→ **Reading passage**:
[Start of Attachment]

The resulting rage is a reaction to being completely erased from the conversation. While this explains the intensity of the emotion, it does not mean people should use intimidation. It shows that systems must change how they communicate if they want to prevent these breaking points.

 

The Lie of Just Coping Better

We are constantly told that we just need to be more resilient. The modern narrative says that if you are struggling, you should try mindfulness or better coping skills. This shifts the blame away from the organisations making profit and onto you. When my dad passed, nobody helped my mum to live independently. Instead of receiving structural support, she faced a system that completely abandoned her. This neglect led to many outbursts as younger family members took over her life, stripping away her autonomy.

These outbursts were not part of emotional regulation. They were a reaction to a complete lack of state support during a time of loss. Neoliberal ideology insists that structural hardship can be mitigated through personal adaptability. This shifting of blame protects corporate and state actors, like GP surgeries when people get angry for mistakes made in their practices. If you have a hidden disability like autism, a lack of support means you face constant friction every day which make you anxious when attending interviews, then you get a bit chewy at people. A meltdown is not a personal flaw, it’s the result of staff refusing or understanding or adapting to your needs.

We should look at both sides of the problem. The resilience industry has become a multi-million-pound tool for institutional deflection. Instead of funding public services or paying living wages, corporations offer wellness apps and stress management courses that people can’t use because of older tech or can’t get on the poor quality group courses, and of course these are not audited, they’re just there for the referral and to say it has been addressed, whatever it is!.

This sends a clear message to the public that the problem is your inability to cope, not our failure to provide a liveable environment. This narrative isolates people in their suffering, making them feel guilty for feeling overwhelmed. When someone snaps, they are viewed as a failure of self-help rather than a victim of systemic exhaustion. We cannot expect humans to bend indefinitely until they break, but here we are cracking like a pottery vase.

[End of Attachment]

→ **Data listing**:
[Start of Attachment]

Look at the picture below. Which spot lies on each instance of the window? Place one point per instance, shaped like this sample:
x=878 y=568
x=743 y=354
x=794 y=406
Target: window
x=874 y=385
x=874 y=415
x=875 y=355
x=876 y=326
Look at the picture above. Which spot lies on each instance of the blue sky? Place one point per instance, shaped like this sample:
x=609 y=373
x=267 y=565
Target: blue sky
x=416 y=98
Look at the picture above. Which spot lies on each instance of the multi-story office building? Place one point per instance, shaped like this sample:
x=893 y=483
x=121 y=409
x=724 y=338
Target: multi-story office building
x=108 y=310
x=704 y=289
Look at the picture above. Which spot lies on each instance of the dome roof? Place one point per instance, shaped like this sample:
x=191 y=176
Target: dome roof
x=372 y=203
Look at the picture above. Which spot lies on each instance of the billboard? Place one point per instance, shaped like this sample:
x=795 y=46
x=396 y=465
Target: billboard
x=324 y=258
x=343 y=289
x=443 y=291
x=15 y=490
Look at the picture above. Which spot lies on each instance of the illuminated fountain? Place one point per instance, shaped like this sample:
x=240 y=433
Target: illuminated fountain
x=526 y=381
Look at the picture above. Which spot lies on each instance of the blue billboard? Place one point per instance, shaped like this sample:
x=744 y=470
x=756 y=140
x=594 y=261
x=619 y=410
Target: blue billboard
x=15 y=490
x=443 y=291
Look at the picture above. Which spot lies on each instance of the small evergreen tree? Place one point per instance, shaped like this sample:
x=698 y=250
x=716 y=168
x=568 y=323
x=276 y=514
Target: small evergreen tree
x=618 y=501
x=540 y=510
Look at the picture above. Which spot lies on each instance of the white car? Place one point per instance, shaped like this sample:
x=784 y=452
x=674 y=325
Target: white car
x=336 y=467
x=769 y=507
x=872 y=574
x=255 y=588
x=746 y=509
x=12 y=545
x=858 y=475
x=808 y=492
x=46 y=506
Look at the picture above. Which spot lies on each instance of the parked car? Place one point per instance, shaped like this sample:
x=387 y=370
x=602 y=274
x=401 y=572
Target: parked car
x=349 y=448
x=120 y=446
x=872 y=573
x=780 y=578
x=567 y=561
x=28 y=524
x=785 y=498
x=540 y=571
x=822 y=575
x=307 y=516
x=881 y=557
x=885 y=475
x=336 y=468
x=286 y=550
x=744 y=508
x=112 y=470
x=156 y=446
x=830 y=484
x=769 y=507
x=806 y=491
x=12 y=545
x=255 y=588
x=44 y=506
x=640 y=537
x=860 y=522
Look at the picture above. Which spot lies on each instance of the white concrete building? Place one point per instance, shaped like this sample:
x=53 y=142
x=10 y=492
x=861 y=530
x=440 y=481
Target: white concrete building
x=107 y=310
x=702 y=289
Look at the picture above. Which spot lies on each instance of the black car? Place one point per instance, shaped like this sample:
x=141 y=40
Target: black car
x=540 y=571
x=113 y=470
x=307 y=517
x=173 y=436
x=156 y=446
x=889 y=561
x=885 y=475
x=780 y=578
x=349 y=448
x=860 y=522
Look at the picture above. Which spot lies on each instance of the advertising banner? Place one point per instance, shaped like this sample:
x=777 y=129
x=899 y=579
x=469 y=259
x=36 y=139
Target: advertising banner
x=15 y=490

[End of Attachment]

→ **Questions on the material**:
(1) Please retype the essay on coping, everything from "The Lie of Just" down to "away her autonomy.".
(2) Name every family member the writer mentions in the essay on coping.
(3) Write what comes next in the essay on coping, picking up after its final sentence.
The entries after the essay on coping have nothing to do with what you are asked here.

→ **Your responses**:
(1)
The Lie of Just Coping Better

We are constantly told that we just need to be more resilient. The modern narrative says that if you are struggling, you should try mindfulness or better coping skills. This shifts the blame away from the organisations making profit and onto you. When my dad passed, nobody helped my mum to live independently. Instead of receiving structural support, she faced a system that completely abandoned her. This neglect led to many outbursts as younger family members took over her life, stripping away her autonomy.

(2)
- Dad
- Mum
- Younger family members

(3)
One Rule for the Rich, Another for the Poor

There is a double standard regarding anger. When a powerful boss or landlord gets angry, society views it as authoritative and professional. When an ordinary person gets angry, they are instantly labelled as dangerous, mental or a criminal. This selective criminalisation ensures that dissent remains suppressed. When corporate executives exploit workers or landlords evict families, their actions are protected by law. They are viewed as rational economic actors. When the evicted family reacts with fury, their response is met with police intervention.

This policing of emotion extends deep into public spaces and institutions. Schools, workplaces, and welfare centres act as disciplinary arenas. They train individuals to suppress their reactions to unfair treatment. Those who refuse to comply, or who lack the capacity to hide their distress, face immediate exclusion. This creates a trap where systemic harm breeds distress, distress breeds an outburst, and the outburst leads to further punishment. Breaking this trap requires actual justice, not just quiet obedience.

This double standard is visible in how the legal system processes different types of harm. A corporate decision to cut safety corners is handled through civil courts and fines. An individual who breaks a window in financial despair faces immediate arrest and a criminal record. The law protects property and profit while criminalising the emotional fallout of poverty. This structural bias ensures that the responses of the working class are viewed with suspicion. We must stop using the police to manage the emotional consequences of economic inequality.